Instruções ::
A – Reescreva em forma de lista, mais curta, o parágrafo da crónica que começa por "Távora tinha então 36 anos", conservando os factos principais.
B – Extraia da crónica, sem qualquer alteração, o trecho que vai de "A crónica de" até "12 de Junho.", inclusive.

Crónica ::
━━━

A crónica de hoje bem podia intitular-se “As cidades
americanas de Fernando Távora”. Do programa evocativo do professor e arquitecto
Fernando Távora que Guimarães 2012 acolheu, constava uma exposição sobre a sua
obra e a edição facsimilada do
Diário de
“Bordo”, o relato circunstanciado e vivo, com recurso à escrita e ao
desenho, de uma visita de estudo efectuada em 1960. Iniciou-se a 13 de
Fevereiro esta grande viagem, que percorreria diversas cidades dos Estados
Unidos, a cidade do México, Tóquio, Banguecoque e Karashi, Beirute e Balbeque,
Cairo e Atenas, regressando a Lisboa a 12 de Junho.
Távora tinha então 36 anos, leccionava na Escola Superior de
Belas Artes do Porto, trabalhava para a Câmara Municipal e em projectos de
atelier. Esta viagem como escreveu José António Bandeirinha, o comissário da
exposição “Fernando Távora: a Modernidade Permanente” tornou-se “um verdadeiro
périplo de encontros culturais e de reversos reencontros com a sua própria
identidade matricial”. O Diário
testemunha o confronto em que o arquitecto se acha envolvido, colocando sob a
perspectiva crítica das suas origens portuguesas e europeias a forma de viver e
de representar do Novo Mundo.
Leia-se, por exemplo, a descrição que faz de uma visita ao
Empire State Building, que realizou a 6 de Março, advertindo que o faz “para
ver a paisagem”
"A paisagem urbana é surpreendente. Os edifícios de 20
andares - o Chrysler Building, o Secretariado das Nações Unidas, o Rockfeller
Center, o Wall Street - tudo fica
a nossos pés como um gato aninhado à lareira. Ao longe os aeródromos, a estátua
da Liberdade, os rios, as pontes, as high e expressways, o Central Park e os
suburbs. É difícil imaginar uma tão intensa humanização da paisagem e com que
domínio sobre a natureza e com que esforço e dispêndio. Não me perguntem se
acho bonito ou feio, estive duas horas lá em cima a pensar nisso e não cheguei
a qualquer conclusão. Há apenas uma verdade evidente: é
"quantitativamente" a maior empresa de todos os tempos. (Em determinada
altura pensei que talvez fosse mais bonita a vista de Santa Luzia sobre Viana,
a foz do rio e o mar. É seguramente mais tranquila, mas a vista de Nova Iorque
a partir do Empire State Building é extraordinariamente "exciting". A
comparação é estúpida mas eu estou tão enraizado nas minhas coisas que me
atrevi a fazê-lo. Oh, as saudades da família e aqueles domingos em Santa Luzia!
O que nós poderíamos fazer em Portugal!)
Este contraponto sentimental entre Santa Luzia e o Empire
State é, no mínimo, surpreendente. Num dos arquitectos mais informados e cultos
da segunda metade do século XX, a confissão quase irónica exprime o abismo das
escalas e de tempo que separa a cidade europeia, e de forma vincada a
portuguesa, da cidade americana.

━━━

Dados fornecidos ::
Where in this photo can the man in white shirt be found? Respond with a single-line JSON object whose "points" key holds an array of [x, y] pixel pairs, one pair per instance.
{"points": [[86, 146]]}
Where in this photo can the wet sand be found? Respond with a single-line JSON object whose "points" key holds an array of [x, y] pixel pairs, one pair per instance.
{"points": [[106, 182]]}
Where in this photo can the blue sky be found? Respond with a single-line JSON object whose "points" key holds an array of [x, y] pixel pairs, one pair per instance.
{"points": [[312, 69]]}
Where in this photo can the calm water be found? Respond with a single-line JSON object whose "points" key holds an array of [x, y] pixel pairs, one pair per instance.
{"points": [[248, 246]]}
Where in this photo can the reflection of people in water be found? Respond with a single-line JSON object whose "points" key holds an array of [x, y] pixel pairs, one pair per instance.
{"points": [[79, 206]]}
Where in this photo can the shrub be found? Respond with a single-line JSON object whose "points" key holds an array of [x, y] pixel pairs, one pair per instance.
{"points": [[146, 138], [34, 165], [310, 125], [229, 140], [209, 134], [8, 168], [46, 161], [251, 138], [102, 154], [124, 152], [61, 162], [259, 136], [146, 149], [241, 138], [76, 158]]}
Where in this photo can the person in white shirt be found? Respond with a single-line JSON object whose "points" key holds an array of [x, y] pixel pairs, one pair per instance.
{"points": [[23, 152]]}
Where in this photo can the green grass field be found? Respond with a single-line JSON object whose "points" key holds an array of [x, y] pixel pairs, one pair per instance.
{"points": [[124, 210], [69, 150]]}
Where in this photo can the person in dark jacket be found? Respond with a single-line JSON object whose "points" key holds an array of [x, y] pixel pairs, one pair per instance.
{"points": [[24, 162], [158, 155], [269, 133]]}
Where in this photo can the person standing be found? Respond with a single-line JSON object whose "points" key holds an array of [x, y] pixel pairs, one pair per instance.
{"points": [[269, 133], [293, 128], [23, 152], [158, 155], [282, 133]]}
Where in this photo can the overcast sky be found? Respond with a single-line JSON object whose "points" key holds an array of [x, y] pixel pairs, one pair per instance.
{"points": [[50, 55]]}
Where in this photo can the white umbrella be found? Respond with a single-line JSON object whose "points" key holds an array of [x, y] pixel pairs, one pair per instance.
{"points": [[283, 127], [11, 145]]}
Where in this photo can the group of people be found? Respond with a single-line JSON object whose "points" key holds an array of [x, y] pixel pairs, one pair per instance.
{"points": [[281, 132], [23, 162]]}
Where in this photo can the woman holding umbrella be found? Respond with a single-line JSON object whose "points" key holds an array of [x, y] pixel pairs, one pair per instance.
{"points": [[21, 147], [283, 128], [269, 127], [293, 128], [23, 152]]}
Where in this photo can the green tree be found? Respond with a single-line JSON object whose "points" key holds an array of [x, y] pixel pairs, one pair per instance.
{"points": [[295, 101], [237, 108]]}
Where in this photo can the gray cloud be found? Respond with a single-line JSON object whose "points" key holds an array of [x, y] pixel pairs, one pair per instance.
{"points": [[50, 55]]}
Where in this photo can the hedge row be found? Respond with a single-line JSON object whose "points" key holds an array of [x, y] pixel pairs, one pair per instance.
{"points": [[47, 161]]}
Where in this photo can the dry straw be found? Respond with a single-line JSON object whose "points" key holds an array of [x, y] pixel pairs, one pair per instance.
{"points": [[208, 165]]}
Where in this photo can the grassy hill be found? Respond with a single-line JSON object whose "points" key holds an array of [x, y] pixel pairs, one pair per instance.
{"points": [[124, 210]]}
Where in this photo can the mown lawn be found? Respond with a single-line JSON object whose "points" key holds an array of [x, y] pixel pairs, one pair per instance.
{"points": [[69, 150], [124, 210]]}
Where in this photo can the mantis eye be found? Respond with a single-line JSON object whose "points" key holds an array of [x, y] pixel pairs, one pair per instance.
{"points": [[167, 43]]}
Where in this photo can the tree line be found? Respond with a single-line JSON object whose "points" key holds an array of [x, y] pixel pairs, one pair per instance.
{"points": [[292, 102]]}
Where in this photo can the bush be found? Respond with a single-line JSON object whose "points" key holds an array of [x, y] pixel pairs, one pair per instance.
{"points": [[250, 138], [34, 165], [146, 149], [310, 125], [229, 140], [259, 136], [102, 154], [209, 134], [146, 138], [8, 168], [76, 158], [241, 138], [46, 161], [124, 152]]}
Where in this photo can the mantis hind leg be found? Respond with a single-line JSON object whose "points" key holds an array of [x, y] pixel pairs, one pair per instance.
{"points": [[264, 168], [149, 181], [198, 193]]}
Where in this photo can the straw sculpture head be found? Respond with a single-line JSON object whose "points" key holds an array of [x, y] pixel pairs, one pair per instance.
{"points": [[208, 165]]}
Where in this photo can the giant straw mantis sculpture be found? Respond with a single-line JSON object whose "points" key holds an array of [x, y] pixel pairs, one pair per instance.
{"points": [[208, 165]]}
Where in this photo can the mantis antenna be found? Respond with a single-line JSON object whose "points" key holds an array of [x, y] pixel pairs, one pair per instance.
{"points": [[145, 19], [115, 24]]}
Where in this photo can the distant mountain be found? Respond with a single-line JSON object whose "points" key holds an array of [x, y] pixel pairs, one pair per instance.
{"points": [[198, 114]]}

━━━

Respostas abaixo ::
A –
- Na altura da viagem, Távora tinha 36 anos, leccionava na Escola Superior de Belas Artes do Porto e trabalhava para a Câmara Municipal e em projectos de atelier.
- José António Bandeirinha, comissário da exposição "Fernando Távora: a Modernidade Permanente", descreveu a viagem como um périplo de encontros culturais e de reencontros com a identidade matricial do arquitecto.
- O Diário regista o confronto do arquitecto ao avaliar o modo de viver e de representar do Novo Mundo à luz das suas origens portuguesas e europeias.

B –
A crónica de hoje bem podia intitular-se “As cidades
americanas de Fernando Távora”. Do programa evocativo do professor e arquitecto
Fernando Távora que Guimarães 2012 acolheu, constava uma exposição sobre a sua
obra e a edição facsimilada do
Diário de
“Bordo”, o relato circunstanciado e vivo, com recurso à escrita e ao
desenho, de uma visita de estudo efectuada em 1960. Iniciou-se a 13 de
Fevereiro esta grande viagem, que percorreria diversas cidades dos Estados
Unidos, a cidade do México, Tóquio, Banguecoque e Karashi, Beirute e Balbeque,
Cairo e Atenas, regressando a Lisboa a 12 de Junho.